Only the lines that include "naming" should be copied from the data below.
####################
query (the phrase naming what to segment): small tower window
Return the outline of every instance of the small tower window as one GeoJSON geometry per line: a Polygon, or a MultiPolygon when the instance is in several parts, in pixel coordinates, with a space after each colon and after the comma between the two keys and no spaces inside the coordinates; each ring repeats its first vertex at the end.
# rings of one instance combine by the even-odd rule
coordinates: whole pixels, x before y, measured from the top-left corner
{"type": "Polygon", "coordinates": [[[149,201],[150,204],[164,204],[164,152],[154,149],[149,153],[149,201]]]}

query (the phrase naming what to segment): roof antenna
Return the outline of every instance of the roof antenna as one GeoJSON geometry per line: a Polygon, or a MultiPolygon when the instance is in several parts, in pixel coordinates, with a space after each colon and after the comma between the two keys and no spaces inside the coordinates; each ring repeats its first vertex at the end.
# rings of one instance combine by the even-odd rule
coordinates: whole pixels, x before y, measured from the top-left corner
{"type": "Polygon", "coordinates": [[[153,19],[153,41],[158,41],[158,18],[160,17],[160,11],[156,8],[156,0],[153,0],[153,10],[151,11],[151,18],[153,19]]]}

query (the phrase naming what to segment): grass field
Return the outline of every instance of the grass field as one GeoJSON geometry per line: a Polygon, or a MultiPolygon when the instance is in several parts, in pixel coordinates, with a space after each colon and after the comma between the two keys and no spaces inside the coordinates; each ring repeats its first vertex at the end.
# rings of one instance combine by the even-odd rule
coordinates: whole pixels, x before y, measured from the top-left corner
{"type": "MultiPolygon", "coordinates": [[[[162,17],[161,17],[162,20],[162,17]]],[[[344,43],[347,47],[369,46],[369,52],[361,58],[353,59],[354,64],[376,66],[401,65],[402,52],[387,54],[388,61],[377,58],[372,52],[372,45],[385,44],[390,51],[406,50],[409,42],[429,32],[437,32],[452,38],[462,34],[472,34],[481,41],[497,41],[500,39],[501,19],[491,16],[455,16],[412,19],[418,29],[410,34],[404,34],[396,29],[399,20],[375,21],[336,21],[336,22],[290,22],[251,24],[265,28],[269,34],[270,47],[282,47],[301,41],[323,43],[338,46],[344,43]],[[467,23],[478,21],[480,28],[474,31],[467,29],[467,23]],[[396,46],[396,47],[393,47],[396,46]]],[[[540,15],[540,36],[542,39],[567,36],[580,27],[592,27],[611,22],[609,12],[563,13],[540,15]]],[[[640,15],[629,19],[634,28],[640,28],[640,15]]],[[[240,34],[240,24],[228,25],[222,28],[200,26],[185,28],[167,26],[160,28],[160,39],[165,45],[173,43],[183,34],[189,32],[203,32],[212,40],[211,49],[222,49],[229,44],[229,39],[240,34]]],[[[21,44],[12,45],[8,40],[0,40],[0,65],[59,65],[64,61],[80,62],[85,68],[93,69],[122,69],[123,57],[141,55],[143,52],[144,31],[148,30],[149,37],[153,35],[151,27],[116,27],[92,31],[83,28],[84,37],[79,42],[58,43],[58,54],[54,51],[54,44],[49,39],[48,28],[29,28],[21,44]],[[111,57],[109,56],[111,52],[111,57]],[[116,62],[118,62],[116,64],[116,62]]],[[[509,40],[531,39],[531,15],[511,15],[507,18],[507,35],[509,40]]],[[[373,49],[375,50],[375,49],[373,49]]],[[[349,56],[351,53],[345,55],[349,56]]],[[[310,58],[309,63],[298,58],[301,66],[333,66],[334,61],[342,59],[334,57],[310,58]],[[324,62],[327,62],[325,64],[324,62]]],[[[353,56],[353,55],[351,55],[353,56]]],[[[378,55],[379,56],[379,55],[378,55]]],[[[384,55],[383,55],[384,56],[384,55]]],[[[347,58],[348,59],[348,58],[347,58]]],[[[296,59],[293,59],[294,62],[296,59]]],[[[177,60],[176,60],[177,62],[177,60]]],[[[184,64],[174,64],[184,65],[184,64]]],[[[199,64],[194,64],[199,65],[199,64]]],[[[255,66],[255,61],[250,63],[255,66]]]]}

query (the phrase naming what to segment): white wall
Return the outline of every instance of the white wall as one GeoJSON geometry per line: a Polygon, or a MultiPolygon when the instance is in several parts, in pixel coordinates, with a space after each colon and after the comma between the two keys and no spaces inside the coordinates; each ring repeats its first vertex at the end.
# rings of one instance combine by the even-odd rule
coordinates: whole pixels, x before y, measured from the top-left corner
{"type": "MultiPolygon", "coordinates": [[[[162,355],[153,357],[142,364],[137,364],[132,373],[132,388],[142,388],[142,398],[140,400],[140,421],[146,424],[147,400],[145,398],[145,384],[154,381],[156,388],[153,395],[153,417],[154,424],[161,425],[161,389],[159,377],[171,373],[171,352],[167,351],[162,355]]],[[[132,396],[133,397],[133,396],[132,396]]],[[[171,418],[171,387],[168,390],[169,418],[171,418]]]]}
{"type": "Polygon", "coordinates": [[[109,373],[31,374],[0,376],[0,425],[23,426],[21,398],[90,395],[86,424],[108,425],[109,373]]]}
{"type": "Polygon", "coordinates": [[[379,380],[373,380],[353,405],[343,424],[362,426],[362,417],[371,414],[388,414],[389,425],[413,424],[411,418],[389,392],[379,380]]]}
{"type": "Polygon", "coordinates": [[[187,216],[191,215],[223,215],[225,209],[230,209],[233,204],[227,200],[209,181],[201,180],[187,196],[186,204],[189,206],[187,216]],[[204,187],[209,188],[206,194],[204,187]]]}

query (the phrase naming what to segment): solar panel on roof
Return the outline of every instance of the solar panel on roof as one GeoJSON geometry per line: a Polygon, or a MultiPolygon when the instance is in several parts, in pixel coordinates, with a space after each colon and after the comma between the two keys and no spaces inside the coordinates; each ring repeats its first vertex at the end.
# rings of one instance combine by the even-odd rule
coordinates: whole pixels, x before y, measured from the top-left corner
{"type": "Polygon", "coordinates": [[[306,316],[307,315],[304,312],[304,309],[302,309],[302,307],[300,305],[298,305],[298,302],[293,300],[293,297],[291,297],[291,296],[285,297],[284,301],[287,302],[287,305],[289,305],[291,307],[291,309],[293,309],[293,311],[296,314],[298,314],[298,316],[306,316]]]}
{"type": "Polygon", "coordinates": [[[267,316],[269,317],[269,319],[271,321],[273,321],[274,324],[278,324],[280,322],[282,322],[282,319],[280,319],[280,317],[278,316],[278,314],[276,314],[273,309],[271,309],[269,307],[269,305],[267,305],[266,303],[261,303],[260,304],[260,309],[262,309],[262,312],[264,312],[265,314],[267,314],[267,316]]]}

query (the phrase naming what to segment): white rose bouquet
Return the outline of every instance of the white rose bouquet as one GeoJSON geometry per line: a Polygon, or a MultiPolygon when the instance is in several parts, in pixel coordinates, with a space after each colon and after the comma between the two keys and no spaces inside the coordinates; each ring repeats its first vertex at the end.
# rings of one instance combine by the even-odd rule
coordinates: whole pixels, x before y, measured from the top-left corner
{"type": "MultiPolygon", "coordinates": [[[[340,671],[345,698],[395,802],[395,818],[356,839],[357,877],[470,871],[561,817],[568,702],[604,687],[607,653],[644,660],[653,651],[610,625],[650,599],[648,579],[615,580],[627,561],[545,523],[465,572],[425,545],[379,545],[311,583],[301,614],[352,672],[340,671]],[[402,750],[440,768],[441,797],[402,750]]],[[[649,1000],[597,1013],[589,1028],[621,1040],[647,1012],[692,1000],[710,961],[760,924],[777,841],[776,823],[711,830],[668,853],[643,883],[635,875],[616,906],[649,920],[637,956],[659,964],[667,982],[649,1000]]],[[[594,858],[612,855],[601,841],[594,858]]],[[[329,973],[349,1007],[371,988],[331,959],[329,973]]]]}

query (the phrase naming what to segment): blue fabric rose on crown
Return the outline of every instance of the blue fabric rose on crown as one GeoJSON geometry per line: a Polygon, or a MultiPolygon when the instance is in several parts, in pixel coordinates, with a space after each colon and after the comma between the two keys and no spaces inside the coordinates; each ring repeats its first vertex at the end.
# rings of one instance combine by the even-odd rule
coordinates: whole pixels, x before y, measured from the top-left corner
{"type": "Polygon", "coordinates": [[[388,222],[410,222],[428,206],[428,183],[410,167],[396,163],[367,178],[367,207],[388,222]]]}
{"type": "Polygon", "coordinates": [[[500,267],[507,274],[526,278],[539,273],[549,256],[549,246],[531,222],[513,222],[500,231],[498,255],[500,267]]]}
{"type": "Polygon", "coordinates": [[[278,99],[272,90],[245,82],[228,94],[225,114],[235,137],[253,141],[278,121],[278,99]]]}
####################
* Task solution:
query (the phrase naming what to segment): small tower window
query (the phrase naming what to segment): roof antenna
query (the phrase naming what to segment): grass field
query (the phrase naming what to segment): white wall
query (the phrase naming what to segment): solar panel on roof
query (the phrase naming what to segment): white rose bouquet
query (the phrase naming what to segment): blue fabric rose on crown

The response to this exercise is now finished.